REQUIRED WORK =
Count the lines in the items below that contain the string "noodle", matching case exactly. Reply with only the number.

RECORDS TO PROCESS =
····················

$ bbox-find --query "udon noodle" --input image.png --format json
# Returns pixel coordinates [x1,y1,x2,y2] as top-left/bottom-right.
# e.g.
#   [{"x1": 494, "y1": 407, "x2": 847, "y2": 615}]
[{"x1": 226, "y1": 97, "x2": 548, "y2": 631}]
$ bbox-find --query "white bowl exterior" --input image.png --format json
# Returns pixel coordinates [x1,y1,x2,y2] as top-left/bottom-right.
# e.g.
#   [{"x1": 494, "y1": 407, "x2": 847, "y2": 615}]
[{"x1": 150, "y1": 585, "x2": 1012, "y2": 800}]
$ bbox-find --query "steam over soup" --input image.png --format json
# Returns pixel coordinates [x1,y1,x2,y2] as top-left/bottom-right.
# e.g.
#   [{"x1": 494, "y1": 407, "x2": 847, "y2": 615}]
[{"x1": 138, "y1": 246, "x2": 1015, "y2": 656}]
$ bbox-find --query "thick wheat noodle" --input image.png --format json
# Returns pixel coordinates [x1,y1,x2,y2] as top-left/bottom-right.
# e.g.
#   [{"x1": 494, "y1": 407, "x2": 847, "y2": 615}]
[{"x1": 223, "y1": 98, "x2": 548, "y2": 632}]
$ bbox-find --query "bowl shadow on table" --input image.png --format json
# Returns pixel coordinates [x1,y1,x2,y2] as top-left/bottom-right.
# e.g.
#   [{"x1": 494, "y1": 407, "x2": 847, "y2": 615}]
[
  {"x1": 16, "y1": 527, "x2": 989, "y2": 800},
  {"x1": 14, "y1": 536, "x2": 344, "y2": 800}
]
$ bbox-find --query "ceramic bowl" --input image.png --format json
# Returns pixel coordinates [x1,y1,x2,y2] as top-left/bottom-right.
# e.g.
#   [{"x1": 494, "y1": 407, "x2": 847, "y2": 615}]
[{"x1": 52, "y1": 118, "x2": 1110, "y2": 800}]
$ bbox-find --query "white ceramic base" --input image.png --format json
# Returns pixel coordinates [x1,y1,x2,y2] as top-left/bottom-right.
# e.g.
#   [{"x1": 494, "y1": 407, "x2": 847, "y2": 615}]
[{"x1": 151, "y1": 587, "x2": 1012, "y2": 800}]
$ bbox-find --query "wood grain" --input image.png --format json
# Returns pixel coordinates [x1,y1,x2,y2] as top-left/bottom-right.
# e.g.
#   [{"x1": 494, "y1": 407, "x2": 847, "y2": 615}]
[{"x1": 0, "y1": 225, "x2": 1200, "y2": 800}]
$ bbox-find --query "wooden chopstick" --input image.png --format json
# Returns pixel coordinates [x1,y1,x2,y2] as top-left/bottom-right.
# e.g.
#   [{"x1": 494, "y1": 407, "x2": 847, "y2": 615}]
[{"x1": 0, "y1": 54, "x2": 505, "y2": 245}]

····················

WRITTEN ANSWER =
2